- _Exercise brief_: Print the records again, character for character.

(Records excerpted from a collection)
§
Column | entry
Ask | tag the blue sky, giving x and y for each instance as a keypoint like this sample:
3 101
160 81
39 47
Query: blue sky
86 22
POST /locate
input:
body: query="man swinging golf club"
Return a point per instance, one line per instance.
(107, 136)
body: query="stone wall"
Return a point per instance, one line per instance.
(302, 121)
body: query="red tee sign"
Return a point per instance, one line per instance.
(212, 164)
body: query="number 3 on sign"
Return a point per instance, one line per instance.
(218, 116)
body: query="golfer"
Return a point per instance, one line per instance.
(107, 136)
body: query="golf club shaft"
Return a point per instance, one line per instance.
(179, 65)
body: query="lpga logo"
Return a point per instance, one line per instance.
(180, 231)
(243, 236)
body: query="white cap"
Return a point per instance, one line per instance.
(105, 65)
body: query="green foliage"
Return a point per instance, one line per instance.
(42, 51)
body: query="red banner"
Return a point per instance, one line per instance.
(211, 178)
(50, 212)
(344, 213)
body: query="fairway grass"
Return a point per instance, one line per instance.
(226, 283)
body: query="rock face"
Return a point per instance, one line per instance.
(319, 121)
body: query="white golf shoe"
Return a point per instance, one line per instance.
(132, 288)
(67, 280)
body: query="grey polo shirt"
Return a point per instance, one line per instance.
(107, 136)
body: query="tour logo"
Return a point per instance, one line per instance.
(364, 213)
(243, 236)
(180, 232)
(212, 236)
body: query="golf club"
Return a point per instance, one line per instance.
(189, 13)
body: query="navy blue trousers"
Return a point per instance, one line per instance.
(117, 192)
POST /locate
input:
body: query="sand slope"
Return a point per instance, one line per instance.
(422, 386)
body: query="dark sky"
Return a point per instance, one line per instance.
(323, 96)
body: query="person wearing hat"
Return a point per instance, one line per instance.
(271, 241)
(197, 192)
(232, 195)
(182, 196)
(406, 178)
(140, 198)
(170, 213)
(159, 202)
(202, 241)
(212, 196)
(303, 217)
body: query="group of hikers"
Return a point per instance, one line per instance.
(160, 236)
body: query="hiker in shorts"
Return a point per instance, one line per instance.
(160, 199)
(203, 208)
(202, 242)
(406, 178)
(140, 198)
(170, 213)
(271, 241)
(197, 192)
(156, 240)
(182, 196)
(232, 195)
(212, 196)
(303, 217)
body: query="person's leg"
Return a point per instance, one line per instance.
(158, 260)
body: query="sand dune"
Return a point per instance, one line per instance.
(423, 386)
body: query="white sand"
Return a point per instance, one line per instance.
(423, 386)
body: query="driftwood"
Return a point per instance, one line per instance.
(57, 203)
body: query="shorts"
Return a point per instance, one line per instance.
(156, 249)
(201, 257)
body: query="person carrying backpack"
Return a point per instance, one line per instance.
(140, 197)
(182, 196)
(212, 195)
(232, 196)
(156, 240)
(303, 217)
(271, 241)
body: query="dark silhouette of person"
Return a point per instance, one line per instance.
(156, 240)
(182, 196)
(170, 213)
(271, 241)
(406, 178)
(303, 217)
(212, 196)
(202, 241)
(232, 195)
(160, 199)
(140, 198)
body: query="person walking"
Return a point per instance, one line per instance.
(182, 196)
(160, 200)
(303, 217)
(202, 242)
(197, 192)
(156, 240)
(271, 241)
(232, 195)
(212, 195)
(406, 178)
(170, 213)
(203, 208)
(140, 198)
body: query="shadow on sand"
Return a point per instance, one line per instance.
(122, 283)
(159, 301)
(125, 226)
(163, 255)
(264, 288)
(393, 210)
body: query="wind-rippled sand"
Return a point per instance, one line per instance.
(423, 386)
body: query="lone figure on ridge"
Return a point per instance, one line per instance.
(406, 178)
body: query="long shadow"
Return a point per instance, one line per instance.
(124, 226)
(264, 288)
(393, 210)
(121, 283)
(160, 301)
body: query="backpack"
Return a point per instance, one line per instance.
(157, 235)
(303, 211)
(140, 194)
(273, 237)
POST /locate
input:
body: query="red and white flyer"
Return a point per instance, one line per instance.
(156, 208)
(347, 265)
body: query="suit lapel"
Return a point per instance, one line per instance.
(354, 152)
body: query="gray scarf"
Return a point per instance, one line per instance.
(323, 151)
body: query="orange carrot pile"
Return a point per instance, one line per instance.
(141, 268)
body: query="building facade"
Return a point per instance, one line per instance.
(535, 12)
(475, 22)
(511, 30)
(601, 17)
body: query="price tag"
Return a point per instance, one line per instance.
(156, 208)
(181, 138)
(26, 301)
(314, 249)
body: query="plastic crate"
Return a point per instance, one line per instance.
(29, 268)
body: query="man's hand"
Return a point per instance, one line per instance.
§
- _Answer for the task_:
Column | entry
Ask | tag the blue sky, giving x and y for each instance as a keypoint like this sample:
3 101
160 81
39 47
Query: blue sky
86 22
POST /locate
input:
body: query="man swinging golf club"
Return a point per instance, one line per instance.
(107, 136)
body: query="stone wall"
Return a point per instance, one line per instance.
(302, 121)
body: query="red tee sign"
Return a point per instance, one line per instance.
(212, 164)
body: query="number 3 on sign"
Return a point per instance, one line per instance.
(218, 116)
body: query="golfer"
Return a point per instance, one line per instance.
(107, 136)
body: query="golf club shaft"
Return a point per instance, one line per instance.
(179, 65)
body: query="lpga logo"
Return a point per instance, one line per instance.
(180, 231)
(243, 236)
body: query="white cap"
Return a point per instance, one line per instance.
(105, 65)
body: query="green foliage"
Return a point per instance, one line per instance.
(42, 51)
body: query="red banner"
Return a point per instance, one line per instance.
(211, 178)
(50, 212)
(344, 213)
body: query="fairway grass"
Return a point per instance, one line per instance.
(226, 283)
body: query="rock face"
Return a point per instance, one line per instance.
(319, 121)
body: query="white golf shoe"
Return a point per instance, one line per instance.
(132, 288)
(67, 280)
body: query="grey polo shirt"
Return a point per instance, one line per instance.
(107, 136)
body: query="tour logo"
Return a point per instance, one line per instance.
(364, 213)
(243, 236)
(180, 232)
(212, 236)
body: query="golf club"
Return a point per instance, one line per instance.
(189, 13)
body: query="navy blue trousers"
Return a point per instance, one line per instance.
(117, 192)
POST /locate
input:
body: query="sand slope"
Return a point per instance, one line per instance.
(422, 386)
body: query="dark sky"
Return a point per instance, one line per instance.
(323, 96)
body: query="person wearing hat"
Return a point per instance, one line per instance.
(271, 241)
(197, 192)
(232, 195)
(182, 196)
(406, 178)
(140, 198)
(170, 213)
(159, 202)
(202, 241)
(212, 196)
(303, 217)
body: query="group of hikers"
Return a point per instance, one line per instance.
(160, 236)
body: query="hiker in shorts"
Return a point per instance, one line per instance.
(160, 199)
(203, 208)
(202, 242)
(406, 178)
(140, 198)
(170, 213)
(271, 241)
(197, 192)
(156, 240)
(182, 196)
(232, 195)
(212, 196)
(303, 217)
body: query="person's leg"
Return a point per instance, one line per instance.
(158, 260)
body: query="sand dune"
Return a point per instance, one line per instance.
(423, 386)
body: query="white sand"
Return a point per instance, one line per instance.
(423, 386)
body: query="driftwood"
Return a point per instance, one line per instance.
(57, 203)
body: query="shorts"
Return a point per instance, one line per instance.
(156, 249)
(201, 257)
body: query="person carrying backpack"
Return a point per instance, one line per instance.
(140, 197)
(182, 196)
(212, 195)
(232, 196)
(156, 240)
(303, 217)
(271, 241)
body: query="dark silhouette of person"
Return a point per instance, one line per instance.
(156, 240)
(182, 196)
(170, 213)
(271, 241)
(406, 178)
(303, 217)
(212, 196)
(202, 241)
(232, 195)
(160, 199)
(140, 198)
body: query="person walking"
Return a point per instance, one line per instance.
(182, 196)
(160, 200)
(303, 217)
(202, 242)
(197, 192)
(156, 240)
(271, 241)
(232, 195)
(212, 195)
(406, 178)
(170, 213)
(203, 208)
(140, 198)
body: query="shadow on sand"
Return a point per instance, one line per instance.
(122, 283)
(159, 301)
(125, 226)
(163, 255)
(264, 288)
(393, 210)
body: query="wind-rippled sand"
Return a point per instance, one line per instance.
(423, 386)
body: query="lone figure on ridge"
Return a point per instance, one line per instance.
(406, 178)
body: query="long shadow"
Return a point per instance, one line per instance.
(124, 226)
(264, 288)
(393, 210)
(121, 283)
(160, 301)
body: query="backpack"
Return a point per instance, one line per instance.
(157, 235)
(303, 211)
(140, 194)
(273, 237)
POST /locate
input:
body: query="red and white flyer"
Return a point per instance, one line per instance.
(156, 208)
(347, 265)
body: query="suit lapel"
Return a point per instance, one line per instance.
(354, 152)
body: query="gray scarf"
Return a point per instance, one line per instance.
(323, 151)
body: query="orange carrot pile"
Return a point per instance, one line per instance.
(141, 268)
body: query="building facade"
Return a point per instance, one line per instance.
(535, 12)
(475, 22)
(511, 30)
(601, 17)
body: query="price tag"
Return a point per instance, one line per instance.
(156, 208)
(181, 138)
(26, 301)
(314, 249)
body: query="plastic crate"
Return a point per instance, one line per instance.
(29, 268)
body: query="man's hand"
Return a point per instance, one line per instance.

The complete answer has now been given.